Task goal >> Extract each line of the records below that contains the string "helmet", matching case exactly.
═══ Supplied information ═══
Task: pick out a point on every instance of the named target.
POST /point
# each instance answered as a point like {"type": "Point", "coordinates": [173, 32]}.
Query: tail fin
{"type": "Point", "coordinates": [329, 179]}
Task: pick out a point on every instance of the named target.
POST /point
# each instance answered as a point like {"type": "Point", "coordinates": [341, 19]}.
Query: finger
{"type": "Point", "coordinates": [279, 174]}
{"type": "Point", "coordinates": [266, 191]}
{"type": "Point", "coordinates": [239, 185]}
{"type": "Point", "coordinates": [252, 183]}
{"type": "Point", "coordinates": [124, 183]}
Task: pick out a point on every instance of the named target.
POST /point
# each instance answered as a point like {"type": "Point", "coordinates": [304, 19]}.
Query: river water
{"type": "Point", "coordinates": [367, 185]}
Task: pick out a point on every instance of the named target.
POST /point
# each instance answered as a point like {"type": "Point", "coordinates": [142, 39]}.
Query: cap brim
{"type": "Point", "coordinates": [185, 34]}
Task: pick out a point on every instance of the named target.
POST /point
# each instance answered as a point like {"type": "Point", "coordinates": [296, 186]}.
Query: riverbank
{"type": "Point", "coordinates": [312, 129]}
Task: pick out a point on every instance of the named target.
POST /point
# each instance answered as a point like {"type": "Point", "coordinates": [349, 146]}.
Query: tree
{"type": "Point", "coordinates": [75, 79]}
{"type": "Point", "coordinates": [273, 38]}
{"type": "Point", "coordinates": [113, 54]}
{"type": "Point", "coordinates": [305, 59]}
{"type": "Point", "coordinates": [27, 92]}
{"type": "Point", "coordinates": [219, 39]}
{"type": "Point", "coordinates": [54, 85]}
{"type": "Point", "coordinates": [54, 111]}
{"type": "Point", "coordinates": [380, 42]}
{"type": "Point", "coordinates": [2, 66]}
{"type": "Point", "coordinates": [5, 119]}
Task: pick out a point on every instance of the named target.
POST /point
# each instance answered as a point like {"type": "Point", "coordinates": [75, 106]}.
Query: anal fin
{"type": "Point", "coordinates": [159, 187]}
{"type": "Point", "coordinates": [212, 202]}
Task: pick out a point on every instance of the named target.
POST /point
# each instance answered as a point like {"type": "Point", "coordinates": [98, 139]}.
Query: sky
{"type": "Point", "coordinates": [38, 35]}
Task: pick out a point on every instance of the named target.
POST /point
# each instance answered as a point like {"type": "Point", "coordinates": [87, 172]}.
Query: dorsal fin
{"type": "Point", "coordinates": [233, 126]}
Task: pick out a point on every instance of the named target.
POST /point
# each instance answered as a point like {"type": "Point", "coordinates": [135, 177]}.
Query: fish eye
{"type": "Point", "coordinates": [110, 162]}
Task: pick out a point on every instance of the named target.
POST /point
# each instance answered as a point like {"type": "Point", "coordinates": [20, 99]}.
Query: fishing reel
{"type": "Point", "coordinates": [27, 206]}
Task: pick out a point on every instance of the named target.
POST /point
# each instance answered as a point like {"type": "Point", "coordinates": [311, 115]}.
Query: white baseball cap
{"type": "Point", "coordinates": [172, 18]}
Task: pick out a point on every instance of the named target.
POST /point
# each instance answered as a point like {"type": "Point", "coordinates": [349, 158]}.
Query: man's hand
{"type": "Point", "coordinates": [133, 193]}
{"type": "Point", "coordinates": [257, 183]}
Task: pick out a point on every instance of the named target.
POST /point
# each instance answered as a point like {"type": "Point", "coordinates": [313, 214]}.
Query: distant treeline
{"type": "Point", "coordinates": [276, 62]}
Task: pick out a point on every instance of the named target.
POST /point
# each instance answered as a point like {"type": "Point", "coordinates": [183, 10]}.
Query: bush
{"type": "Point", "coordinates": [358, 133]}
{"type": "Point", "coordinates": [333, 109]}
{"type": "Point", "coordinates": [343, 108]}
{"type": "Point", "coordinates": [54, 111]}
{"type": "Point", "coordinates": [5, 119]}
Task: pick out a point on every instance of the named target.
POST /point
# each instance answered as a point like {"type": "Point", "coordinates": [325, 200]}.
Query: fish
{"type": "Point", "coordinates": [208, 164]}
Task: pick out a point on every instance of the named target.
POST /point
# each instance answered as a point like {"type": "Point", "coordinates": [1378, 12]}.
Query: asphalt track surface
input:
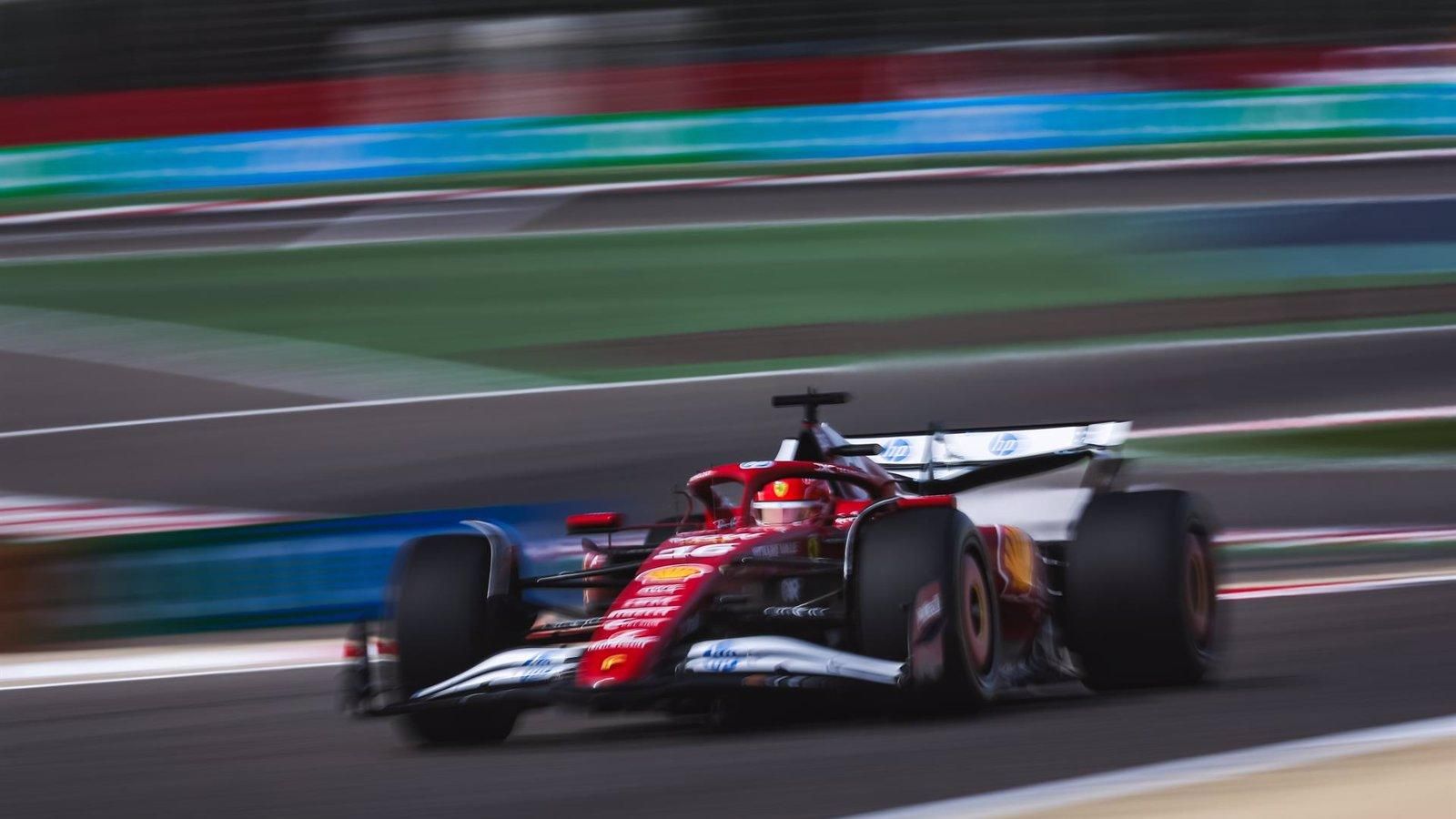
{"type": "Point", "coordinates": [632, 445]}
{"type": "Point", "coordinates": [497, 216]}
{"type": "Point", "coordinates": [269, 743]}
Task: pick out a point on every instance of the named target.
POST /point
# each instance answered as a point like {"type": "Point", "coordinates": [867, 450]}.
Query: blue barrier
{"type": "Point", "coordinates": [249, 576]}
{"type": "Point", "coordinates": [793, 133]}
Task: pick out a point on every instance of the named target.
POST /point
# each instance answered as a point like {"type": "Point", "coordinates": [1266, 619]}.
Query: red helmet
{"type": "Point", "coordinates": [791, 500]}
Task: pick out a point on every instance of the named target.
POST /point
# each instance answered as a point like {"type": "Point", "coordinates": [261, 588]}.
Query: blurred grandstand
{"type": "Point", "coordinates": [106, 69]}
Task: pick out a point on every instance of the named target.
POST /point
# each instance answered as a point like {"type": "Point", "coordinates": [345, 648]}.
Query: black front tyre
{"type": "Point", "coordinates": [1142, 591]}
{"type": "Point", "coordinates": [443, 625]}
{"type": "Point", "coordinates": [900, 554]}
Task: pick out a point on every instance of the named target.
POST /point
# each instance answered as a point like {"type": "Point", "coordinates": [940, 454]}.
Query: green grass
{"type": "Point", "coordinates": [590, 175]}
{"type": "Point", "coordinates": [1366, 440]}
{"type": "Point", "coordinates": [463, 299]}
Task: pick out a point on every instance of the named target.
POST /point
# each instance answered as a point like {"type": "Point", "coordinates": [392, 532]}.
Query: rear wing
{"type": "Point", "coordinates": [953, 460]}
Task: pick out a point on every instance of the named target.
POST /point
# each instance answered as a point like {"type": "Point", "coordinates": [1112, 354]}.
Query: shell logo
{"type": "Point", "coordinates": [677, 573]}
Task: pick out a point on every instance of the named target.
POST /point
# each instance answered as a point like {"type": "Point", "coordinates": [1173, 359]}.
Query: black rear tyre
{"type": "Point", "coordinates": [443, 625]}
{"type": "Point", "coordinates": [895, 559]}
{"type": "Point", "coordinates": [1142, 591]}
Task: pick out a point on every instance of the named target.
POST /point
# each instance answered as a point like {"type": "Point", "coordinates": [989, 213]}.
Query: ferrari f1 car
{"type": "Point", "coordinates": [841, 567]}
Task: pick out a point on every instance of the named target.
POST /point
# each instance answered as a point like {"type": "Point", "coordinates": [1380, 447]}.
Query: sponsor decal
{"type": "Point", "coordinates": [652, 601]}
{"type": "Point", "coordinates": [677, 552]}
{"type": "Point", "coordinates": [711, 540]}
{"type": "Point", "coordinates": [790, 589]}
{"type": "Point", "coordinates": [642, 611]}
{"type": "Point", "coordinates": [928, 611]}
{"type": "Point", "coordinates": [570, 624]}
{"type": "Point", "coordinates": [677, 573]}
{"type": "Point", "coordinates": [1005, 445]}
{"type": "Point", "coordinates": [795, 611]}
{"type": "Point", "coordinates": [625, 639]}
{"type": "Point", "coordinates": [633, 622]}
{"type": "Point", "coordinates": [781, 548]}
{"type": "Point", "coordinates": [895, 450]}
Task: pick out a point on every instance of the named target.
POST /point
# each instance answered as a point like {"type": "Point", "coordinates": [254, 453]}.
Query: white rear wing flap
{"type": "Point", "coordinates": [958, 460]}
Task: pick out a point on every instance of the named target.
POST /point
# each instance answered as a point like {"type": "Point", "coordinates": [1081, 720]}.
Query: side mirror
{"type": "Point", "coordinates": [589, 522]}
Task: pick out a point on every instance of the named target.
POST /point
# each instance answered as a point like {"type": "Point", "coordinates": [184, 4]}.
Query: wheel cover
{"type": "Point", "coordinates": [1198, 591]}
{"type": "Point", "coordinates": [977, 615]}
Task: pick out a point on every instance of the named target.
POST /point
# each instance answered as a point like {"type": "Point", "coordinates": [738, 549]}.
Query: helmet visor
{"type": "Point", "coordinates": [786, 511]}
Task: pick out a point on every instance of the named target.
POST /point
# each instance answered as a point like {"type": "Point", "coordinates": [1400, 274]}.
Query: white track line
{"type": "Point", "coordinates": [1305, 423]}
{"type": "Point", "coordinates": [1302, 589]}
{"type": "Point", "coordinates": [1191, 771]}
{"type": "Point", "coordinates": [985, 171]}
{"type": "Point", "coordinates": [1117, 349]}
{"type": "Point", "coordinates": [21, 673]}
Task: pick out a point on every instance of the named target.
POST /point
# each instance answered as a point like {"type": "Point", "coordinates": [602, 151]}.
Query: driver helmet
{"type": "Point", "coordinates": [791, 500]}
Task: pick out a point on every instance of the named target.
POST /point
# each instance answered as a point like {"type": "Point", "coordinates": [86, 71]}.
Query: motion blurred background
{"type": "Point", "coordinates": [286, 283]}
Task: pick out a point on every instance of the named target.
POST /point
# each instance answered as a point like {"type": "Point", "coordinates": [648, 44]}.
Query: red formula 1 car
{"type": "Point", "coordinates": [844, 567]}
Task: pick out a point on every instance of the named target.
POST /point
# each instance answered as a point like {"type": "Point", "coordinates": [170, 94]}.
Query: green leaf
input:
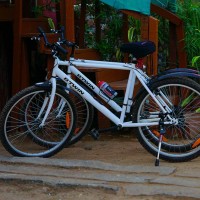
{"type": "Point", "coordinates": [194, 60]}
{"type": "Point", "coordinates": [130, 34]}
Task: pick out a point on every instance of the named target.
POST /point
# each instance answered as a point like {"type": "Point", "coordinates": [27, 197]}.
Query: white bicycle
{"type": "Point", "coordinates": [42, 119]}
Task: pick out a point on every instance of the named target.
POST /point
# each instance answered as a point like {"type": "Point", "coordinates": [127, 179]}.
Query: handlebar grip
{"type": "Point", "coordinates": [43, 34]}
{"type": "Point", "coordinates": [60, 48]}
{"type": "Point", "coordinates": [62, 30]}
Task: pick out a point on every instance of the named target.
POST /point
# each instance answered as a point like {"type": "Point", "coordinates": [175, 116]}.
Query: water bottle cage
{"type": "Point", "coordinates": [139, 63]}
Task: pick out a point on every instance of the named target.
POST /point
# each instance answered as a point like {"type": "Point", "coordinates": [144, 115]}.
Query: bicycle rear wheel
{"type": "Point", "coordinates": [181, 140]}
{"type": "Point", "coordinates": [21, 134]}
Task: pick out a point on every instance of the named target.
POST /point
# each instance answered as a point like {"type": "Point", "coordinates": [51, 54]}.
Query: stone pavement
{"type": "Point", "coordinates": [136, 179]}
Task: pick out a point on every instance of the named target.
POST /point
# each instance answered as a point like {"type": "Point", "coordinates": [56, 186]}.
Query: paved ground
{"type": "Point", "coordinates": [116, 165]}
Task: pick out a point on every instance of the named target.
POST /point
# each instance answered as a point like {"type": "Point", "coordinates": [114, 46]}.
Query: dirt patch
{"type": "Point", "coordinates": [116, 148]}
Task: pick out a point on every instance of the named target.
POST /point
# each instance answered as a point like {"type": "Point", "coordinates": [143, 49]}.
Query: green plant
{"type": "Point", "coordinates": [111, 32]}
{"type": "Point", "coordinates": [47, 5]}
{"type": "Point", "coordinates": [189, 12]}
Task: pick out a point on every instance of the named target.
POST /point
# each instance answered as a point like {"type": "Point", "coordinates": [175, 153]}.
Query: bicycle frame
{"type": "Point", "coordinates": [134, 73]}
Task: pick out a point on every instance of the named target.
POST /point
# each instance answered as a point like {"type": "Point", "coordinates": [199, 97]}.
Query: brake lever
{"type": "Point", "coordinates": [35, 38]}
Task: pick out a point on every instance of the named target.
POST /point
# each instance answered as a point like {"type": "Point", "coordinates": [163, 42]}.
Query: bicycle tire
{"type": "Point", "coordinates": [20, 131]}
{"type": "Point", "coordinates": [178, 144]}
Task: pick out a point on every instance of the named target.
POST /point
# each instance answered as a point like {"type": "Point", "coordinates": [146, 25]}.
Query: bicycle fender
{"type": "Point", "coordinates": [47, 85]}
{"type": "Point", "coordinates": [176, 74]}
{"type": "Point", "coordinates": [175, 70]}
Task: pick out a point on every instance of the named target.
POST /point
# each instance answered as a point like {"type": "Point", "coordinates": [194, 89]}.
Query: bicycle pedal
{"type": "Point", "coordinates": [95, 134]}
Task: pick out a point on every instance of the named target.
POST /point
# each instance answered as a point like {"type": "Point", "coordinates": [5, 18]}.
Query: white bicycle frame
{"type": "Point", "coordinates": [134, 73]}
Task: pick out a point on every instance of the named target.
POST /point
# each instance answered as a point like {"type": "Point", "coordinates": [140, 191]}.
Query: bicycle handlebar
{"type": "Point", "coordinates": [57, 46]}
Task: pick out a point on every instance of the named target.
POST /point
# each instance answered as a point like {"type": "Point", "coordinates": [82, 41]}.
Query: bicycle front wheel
═══
Exercise response >>
Query: red helmet
Query: helmet visor
Query: driver helmet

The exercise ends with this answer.